Dataset extract:

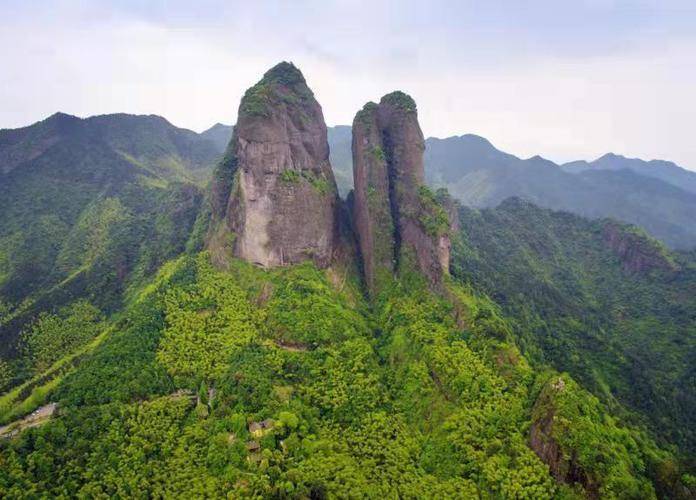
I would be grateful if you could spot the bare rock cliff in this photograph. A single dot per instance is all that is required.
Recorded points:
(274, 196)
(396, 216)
* * *
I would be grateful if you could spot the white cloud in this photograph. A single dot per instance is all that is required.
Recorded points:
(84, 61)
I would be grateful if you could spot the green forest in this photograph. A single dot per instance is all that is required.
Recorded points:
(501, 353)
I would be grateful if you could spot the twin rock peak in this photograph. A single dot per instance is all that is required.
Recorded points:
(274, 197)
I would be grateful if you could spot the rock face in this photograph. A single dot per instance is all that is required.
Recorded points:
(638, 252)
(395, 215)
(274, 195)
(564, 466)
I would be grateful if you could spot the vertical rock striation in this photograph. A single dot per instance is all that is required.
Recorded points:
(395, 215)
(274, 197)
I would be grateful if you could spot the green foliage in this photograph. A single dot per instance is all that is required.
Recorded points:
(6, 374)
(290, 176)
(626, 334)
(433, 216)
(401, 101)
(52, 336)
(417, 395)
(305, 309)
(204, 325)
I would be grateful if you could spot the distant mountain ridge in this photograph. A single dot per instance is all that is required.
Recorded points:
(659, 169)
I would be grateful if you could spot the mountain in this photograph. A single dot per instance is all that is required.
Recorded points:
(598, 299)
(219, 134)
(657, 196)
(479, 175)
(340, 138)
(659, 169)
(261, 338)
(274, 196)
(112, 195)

Task: Whenever the string "rock" occurs in a line of the entries above, copy that line.

Answer to this task:
I would be grateful if you could spot the bare rock cliff in this photograph. A single dot per instance is all that is required.
I would be grateful if you could spot the twin rock peak in this photograph. A single dot per instance is all that is required.
I would be grateful if you could spot the rock face in this photograph. A single dot per instance is all that is required.
I would be grateful if you could spot the vertical rock striation in this photograph. A single dot per instance is all that is required.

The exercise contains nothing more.